## WRITTEN PROBLEM 1:
Report every line of the records below that contains the string "water".

The last hurrah for Swedish death metal other guys Vomitory,
Opus Mortis VIII, their eighth album
if you didn’t know, was released in 2011. Apparently, the band had known ahead
of time that this would be their last work, so a fair question winds up being
whether or not they were going to leave anything undone in their careers: would
this album be more of their standard, or would we see some new ideas since,
with the band ending, the risk of alienating listeners would be pretty low.
The answer is the former: Opus Mortis VIII is another quality record, but one that does a few
things that the others didn’t. I guess you could call this album more
adventurous, encompassing more elements in some of the songs that previous
albums never did.
“They Will Burn” has that garbled, growly kind of spoken
word that makes me think of Nevermore, because they do that from time to time.

## WRITTEN PROBLEM 2:
List every name of a band, album, or song that appears in the album review above.

Some records:
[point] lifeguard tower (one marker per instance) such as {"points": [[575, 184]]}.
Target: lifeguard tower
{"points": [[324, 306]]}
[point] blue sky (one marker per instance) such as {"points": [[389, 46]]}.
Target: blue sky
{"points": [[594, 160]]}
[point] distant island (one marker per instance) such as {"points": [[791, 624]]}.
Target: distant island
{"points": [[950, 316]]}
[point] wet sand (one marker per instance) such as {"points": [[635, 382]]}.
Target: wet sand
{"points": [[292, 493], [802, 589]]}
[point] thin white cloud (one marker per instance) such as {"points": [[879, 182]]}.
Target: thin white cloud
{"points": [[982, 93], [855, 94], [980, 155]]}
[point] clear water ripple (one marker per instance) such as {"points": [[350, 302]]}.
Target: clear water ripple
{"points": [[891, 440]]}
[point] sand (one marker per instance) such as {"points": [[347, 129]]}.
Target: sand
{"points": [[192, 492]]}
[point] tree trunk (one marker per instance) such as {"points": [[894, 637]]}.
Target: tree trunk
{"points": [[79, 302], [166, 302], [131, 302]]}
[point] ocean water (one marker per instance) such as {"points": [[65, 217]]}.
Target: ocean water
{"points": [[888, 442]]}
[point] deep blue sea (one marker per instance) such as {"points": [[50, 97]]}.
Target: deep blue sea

## PROBLEM SOLUTION 1:
[point] clear water ripple (one marker per instance) such as {"points": [[350, 302]]}.
Target: clear water ripple
[point] ocean water (one marker per instance) such as {"points": [[65, 217]]}.
Target: ocean water

## PROBLEM SOLUTION 2:
Vomitory
Opus Mortis VIII
They Will Burn
Nevermore